Dataset items
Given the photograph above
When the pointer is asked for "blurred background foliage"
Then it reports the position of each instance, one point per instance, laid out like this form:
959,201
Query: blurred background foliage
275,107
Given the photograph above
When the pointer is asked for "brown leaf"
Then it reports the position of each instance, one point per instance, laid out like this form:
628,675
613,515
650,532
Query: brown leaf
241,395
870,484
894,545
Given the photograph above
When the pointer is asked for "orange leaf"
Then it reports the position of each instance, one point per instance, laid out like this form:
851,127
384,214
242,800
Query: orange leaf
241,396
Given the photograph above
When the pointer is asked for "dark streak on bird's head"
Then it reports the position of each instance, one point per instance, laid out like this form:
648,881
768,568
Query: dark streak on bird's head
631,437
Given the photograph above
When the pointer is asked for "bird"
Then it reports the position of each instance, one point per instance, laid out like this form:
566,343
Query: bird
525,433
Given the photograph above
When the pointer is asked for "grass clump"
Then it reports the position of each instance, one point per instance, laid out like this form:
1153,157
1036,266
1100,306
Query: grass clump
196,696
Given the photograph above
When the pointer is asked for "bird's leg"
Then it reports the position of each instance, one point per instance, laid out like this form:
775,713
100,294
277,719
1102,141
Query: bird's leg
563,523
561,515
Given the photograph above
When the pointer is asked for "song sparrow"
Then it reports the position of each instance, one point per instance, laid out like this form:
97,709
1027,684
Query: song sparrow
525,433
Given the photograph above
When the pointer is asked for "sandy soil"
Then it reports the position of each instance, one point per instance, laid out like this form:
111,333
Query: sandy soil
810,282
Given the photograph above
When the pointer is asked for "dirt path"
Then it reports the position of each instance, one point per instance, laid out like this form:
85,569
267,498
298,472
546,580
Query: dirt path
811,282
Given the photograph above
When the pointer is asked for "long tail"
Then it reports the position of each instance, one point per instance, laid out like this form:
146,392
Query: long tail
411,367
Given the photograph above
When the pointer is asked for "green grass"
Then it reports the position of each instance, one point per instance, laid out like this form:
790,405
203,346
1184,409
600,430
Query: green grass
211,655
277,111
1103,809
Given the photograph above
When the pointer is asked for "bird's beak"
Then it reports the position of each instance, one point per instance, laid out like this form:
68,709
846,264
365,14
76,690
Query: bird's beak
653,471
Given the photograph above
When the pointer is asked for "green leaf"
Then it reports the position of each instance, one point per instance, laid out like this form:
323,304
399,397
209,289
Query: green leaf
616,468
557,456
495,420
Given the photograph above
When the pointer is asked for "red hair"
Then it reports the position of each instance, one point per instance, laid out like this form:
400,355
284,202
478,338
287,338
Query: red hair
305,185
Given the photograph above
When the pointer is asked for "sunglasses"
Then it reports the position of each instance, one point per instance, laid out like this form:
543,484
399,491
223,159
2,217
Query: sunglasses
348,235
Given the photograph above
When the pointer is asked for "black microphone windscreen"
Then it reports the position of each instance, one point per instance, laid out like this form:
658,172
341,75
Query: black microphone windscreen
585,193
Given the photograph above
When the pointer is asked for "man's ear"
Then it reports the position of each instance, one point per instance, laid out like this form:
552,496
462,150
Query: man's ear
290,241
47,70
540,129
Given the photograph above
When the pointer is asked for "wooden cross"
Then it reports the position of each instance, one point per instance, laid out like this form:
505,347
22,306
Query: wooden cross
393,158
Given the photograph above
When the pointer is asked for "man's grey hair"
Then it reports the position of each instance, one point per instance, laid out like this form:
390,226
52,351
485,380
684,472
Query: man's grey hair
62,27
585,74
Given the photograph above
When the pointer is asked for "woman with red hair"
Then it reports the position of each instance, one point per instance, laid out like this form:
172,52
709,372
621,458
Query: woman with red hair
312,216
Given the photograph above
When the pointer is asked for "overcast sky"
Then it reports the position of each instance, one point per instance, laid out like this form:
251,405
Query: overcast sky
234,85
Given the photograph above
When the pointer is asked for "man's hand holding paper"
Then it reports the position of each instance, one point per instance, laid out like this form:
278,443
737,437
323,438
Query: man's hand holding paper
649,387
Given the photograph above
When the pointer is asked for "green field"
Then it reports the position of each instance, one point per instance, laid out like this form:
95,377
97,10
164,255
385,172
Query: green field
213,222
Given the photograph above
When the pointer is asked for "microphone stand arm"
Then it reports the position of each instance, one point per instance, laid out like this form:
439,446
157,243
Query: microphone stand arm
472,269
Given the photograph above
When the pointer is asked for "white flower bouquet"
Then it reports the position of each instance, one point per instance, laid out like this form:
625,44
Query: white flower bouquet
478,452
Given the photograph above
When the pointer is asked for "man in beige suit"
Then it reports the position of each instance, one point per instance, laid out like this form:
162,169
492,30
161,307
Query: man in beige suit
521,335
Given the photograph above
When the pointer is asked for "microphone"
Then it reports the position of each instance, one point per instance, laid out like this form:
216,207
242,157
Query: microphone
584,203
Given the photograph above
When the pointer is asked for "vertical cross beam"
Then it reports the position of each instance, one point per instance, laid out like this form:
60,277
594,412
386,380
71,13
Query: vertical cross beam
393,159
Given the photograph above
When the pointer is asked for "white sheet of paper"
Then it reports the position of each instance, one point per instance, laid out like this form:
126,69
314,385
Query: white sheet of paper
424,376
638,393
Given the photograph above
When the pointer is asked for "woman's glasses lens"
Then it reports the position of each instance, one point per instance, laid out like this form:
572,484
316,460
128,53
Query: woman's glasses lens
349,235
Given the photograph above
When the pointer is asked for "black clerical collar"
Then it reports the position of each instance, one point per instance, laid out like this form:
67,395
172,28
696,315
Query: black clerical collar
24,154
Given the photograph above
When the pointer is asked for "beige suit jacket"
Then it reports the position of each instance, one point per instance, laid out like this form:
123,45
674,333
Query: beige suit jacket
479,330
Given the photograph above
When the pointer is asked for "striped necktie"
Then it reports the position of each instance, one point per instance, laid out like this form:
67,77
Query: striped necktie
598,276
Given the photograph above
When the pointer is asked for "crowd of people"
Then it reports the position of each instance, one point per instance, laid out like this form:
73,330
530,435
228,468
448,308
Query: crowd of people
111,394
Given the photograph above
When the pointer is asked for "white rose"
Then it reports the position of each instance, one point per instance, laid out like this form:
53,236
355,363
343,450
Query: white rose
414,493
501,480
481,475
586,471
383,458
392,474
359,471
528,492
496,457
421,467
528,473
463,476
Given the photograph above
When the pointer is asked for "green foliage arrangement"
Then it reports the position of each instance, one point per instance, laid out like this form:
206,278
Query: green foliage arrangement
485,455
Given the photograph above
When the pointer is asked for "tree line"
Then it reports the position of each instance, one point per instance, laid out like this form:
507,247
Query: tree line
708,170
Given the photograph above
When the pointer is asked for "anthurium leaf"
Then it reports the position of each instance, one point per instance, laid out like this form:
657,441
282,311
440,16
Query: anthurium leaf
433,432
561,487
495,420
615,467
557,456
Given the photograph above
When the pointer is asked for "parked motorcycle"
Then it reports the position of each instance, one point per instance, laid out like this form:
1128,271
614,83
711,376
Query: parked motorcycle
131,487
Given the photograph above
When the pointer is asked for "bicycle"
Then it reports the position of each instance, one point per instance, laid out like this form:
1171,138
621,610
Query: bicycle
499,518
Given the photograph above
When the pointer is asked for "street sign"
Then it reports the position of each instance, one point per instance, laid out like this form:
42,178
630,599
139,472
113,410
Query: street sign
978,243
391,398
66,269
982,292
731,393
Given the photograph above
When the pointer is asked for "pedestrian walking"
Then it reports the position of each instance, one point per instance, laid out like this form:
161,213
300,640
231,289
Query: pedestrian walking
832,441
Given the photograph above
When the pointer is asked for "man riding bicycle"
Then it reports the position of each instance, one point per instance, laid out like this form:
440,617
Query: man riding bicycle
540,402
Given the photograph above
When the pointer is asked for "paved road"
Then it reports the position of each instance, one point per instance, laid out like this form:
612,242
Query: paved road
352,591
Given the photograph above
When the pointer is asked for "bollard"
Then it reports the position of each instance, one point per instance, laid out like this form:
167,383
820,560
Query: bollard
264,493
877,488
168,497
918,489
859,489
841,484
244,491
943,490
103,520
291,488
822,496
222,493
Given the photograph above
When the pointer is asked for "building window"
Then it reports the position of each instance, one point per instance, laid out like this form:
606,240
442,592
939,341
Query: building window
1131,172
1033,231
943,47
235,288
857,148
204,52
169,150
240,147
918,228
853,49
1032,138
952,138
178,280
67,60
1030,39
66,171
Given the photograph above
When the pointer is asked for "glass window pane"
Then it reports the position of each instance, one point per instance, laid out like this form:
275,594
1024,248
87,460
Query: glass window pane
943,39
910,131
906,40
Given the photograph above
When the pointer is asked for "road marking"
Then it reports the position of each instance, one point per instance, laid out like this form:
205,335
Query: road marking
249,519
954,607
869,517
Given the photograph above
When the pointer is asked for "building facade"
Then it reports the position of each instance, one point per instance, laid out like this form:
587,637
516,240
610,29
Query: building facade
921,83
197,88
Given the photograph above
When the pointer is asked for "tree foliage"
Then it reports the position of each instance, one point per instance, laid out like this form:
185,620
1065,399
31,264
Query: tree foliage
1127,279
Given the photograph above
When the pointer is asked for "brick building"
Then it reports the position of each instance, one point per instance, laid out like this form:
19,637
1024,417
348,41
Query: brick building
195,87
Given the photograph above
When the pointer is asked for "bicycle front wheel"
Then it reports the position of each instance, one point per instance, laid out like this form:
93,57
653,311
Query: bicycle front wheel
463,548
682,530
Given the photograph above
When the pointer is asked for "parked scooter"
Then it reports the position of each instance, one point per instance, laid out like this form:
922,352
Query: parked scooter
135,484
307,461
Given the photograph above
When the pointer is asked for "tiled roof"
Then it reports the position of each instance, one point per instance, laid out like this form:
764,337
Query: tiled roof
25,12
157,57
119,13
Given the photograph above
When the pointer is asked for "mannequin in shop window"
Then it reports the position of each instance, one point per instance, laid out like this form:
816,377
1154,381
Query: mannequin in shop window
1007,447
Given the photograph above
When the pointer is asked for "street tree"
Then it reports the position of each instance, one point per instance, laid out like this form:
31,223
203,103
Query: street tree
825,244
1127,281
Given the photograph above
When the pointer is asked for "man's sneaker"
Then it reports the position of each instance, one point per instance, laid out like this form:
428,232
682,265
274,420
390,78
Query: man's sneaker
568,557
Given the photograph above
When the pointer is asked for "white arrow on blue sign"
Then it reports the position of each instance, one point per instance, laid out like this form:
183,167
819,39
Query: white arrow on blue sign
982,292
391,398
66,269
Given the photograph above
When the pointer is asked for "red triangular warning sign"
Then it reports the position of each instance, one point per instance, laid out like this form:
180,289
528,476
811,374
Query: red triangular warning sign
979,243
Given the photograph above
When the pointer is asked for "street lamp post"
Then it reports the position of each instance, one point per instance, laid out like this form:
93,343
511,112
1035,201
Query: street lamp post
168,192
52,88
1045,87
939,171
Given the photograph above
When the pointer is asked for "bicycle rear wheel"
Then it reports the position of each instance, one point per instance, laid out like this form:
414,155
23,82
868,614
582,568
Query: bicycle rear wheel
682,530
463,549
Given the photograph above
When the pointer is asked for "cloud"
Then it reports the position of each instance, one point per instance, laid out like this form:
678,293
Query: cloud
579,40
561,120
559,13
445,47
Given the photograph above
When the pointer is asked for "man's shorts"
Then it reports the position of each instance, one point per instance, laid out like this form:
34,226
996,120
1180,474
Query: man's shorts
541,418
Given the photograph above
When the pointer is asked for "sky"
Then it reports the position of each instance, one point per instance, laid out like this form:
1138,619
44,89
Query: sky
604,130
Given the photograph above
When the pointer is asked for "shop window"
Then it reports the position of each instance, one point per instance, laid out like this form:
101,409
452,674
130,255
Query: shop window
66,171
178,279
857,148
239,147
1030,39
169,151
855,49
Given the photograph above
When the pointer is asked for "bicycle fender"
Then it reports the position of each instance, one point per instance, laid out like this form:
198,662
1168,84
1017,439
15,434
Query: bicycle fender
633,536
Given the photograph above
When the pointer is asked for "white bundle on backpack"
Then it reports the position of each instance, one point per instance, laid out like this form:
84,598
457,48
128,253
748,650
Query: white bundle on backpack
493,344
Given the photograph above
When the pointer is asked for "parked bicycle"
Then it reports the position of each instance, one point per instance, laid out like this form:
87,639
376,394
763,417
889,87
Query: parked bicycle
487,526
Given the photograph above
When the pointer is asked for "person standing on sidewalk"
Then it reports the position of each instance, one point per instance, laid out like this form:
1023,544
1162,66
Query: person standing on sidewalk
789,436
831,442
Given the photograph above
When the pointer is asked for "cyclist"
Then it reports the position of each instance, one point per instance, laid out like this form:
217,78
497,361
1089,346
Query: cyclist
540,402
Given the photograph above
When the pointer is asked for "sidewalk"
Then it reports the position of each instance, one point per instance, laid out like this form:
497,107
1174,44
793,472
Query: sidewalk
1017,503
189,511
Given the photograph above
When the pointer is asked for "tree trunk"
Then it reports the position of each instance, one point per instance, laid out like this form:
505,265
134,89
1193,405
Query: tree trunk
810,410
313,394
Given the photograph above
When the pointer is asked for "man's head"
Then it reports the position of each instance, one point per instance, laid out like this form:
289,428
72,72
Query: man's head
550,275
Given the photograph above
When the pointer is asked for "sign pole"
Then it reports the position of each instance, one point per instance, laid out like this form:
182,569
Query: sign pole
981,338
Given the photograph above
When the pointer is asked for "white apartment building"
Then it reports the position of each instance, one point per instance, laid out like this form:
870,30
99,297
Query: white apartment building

WORK ITEM: Tally how many lines of the records hold the word "apartment". Answer with the number only.

ANSWER FOR THIS EXERCISE: 2